** LISTA DE TAREAS **
• A. En el texto sobre el regreso a la universidad, ¿cuántos años lleva sin dar clase quien narra?
• B. Prolonga el texto sobre el regreso a la universidad a partir de su última oración.

** FRAGMENTO DEL TEXTO **
Hago cuentas y serán ya cinco los años que no doy clase; cosa extraña si reparamos lo mucho que me gusta, no enseñar -no soy tan presuntuoso- sino aprender, que es lo que hago siempre que tengo que plantarme frente a una clase.
Un lustro sin dar clases, aunque de muchas maneras he seguido ligado a varias universidades.
Mientras camino frente a un amplio vestíbulo, donde grupos de jóvenes se reparten entre pequeños sillones acolchados, unos estudiando, otros charlando, comiendo, lanzando risotadas, alguno más, solitario, volcado sobre una tableta, y alguna más, en un rincón apartado inclinada sobre un libro.
Recuerdo este lugar desde hace mucho, con sus amplios espacios vacíos, sus escasas aulas, salpicadas aquí y allá; ya en los primeros años ochentas, aquí llegué una tarde a mi primera clase como alumno; más tarde, pocos años después, no muchos, venía de tarde en tarde a buscar a una novia: una de tanto pasado que apenas recuerdo su rostro, juvenil entonces.
Hoy esto está lleno de nuevos edificios: la esbelta (y no necesariamente ejemplar) rectoría, la Sala Polivalente, la Infoteca ‘Pérez Romo’, donde antes fue la rectoría; la grave biblioteca, el viejo auditorio donde antes veníamos al cine, y en donde una vez peroré a gusto sobre lo que pensaba que era el proceso creativo.

** Elementos del conjunto de datos **
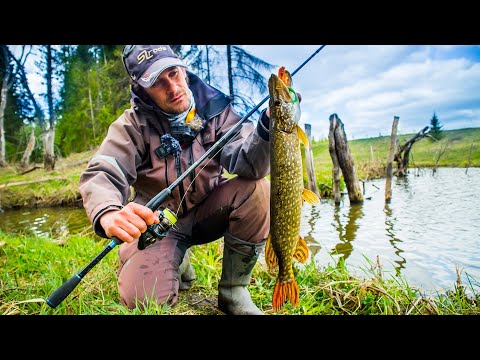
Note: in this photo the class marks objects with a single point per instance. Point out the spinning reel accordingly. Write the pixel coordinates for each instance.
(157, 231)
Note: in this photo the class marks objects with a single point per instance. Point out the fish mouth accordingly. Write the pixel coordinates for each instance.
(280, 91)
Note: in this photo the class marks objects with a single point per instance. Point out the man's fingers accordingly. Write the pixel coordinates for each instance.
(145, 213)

==

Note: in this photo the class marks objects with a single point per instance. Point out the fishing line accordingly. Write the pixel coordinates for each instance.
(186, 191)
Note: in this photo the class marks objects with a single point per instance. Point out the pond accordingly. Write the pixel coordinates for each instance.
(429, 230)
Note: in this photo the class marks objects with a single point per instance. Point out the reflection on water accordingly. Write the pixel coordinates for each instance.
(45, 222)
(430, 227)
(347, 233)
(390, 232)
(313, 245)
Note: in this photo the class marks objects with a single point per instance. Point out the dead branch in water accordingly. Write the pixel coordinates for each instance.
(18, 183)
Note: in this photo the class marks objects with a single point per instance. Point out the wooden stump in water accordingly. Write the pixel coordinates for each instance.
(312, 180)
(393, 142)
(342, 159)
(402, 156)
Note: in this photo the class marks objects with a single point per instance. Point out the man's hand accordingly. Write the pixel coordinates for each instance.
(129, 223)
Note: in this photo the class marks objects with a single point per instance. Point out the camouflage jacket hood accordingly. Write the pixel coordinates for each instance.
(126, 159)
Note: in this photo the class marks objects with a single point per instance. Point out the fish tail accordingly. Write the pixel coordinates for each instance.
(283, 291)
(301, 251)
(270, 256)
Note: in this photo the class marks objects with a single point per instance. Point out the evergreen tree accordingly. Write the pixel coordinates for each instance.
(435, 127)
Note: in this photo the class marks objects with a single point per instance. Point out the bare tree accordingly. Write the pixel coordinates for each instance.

** RESPUESTAS **
• A. Cinco años.

• B.
Luego, golpe de memoria y por ello de imaginación, los jardines de la universidad en Guadalajara donde estudié mi licenciatura, los ruinosos salones de la Universidad de la Plata, el pesado y sereno edificio del Campus Oriente de la Universidad Católica de Chile…
Especial cariño le tengo al ‘edificio central’ de la Universitat de Barcelona, con su oscuro vestíbulo donde uno pasea bajo la mirada serena de Lluís Vives, de Averroes, de Lulio, con su patio de naranjos, donde la facultad de Filología, y el nuevo edificio adosado, el de Aribau, donde tomaba el grueso de mis clases.
En fin que hoy por la mañana volví, luego de cinco años al Campus Central, así le dicen hoy que ya existe un segundo al sur, de la UAA, donde acudí a la presentación del nuevo libro de mi apreciado y admirado Andrés Reyes.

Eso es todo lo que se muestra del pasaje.